Schriftliche Aufgabe: Tausche in allen folgenden Datensätzen „Point out“ gegen „Indicate“ aus. Gib die Zeilen sonst unverändert wieder.

Extrahierte Daten:
* * * * *

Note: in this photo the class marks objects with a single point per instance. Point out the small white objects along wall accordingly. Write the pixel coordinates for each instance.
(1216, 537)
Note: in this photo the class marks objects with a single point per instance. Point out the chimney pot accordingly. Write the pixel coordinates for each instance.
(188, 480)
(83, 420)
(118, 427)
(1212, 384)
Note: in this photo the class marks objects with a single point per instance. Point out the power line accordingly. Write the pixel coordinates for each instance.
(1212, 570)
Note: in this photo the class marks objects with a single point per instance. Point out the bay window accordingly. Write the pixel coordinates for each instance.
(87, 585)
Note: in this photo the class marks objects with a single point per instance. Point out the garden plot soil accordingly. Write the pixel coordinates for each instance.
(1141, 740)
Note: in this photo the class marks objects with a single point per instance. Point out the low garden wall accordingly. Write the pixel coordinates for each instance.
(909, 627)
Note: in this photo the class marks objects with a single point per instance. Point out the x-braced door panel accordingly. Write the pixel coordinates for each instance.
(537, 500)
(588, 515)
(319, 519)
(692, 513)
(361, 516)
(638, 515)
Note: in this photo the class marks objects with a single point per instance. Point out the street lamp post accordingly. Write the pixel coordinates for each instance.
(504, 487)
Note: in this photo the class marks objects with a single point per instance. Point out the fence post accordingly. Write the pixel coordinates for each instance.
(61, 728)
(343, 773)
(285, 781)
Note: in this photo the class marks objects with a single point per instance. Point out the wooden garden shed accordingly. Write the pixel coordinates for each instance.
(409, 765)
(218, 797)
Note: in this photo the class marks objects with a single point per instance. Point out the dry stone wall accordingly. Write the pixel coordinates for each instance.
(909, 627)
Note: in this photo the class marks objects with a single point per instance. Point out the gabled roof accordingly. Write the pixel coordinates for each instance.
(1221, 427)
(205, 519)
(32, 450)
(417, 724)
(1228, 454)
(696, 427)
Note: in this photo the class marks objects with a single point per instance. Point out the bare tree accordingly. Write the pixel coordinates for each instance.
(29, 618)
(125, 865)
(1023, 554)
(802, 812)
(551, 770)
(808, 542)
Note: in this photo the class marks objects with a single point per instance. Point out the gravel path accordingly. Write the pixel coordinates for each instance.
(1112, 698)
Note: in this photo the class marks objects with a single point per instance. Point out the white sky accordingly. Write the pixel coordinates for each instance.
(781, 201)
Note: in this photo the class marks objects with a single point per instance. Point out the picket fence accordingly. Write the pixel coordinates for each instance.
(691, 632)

* * * * *

Antwort:
Note: in this photo the class marks objects with a single point per instance. Indicate the small white objects along wall accordingly. Write the pixel coordinates for each instance.
(1216, 537)
Note: in this photo the class marks objects with a single point per instance. Indicate the chimney pot accordingly. Write the pixel coordinates for each instance.
(188, 480)
(83, 420)
(118, 427)
(1212, 384)
Note: in this photo the class marks objects with a single point per instance. Indicate the power line accordingly. Write the pixel coordinates for each instance.
(1212, 570)
Note: in this photo the class marks objects with a single point per instance. Indicate the bay window accordingly. Write the pixel coordinates for each instance.
(87, 585)
Note: in this photo the class marks objects with a single point per instance. Indicate the garden plot soil accordingly. Write the pixel coordinates for each instance.
(1141, 740)
Note: in this photo the class marks objects with a single point per instance. Indicate the low garden wall accordingly. Write the pixel coordinates for each instance.
(909, 627)
Note: in this photo the class marks objects with a single point per instance. Indicate the x-braced door panel accordingly. Write the pixel coordinates for each instance.
(537, 500)
(588, 515)
(319, 519)
(692, 513)
(361, 516)
(638, 515)
Note: in this photo the class marks objects with a single point per instance. Indicate the street lamp post accordingly. Write the pixel coordinates for each instance.
(504, 487)
Note: in this photo the class marks objects with a single point per instance. Indicate the fence post accordingly. Write the pixel coordinates for each instance.
(61, 728)
(343, 773)
(285, 781)
Note: in this photo the class marks objects with a single point per instance. Indicate the wooden garden shed accordingly. Write the pixel coordinates for each instance.
(409, 765)
(218, 797)
Note: in this photo the class marks objects with a single point per instance. Indicate the dry stone wall accordingly. Write the pixel coordinates for each instance.
(909, 627)
Note: in this photo the class marks objects with a single point per instance. Indicate the gabled roof accordingly. Write the pixel coordinates for each instance.
(1221, 427)
(205, 519)
(32, 450)
(417, 724)
(1228, 454)
(696, 427)
Note: in this photo the class marks objects with a single point per instance. Indicate the bare tree accordingly. Write the pixel coordinates for each instance.
(29, 618)
(125, 865)
(1023, 554)
(802, 812)
(551, 770)
(808, 542)
Note: in this photo the class marks objects with a single point per instance. Indicate the gravel path accordingly. Write the pixel coordinates for each instance.
(1112, 698)
Note: in this photo the class marks objects with a single point per instance. Indicate the white sky accordingly. Write the pixel coordinates for each instance.
(781, 201)
Note: in this photo the class marks objects with a single point per instance. Indicate the picket fence accordingly. Write the pixel coordinates for each instance.
(691, 632)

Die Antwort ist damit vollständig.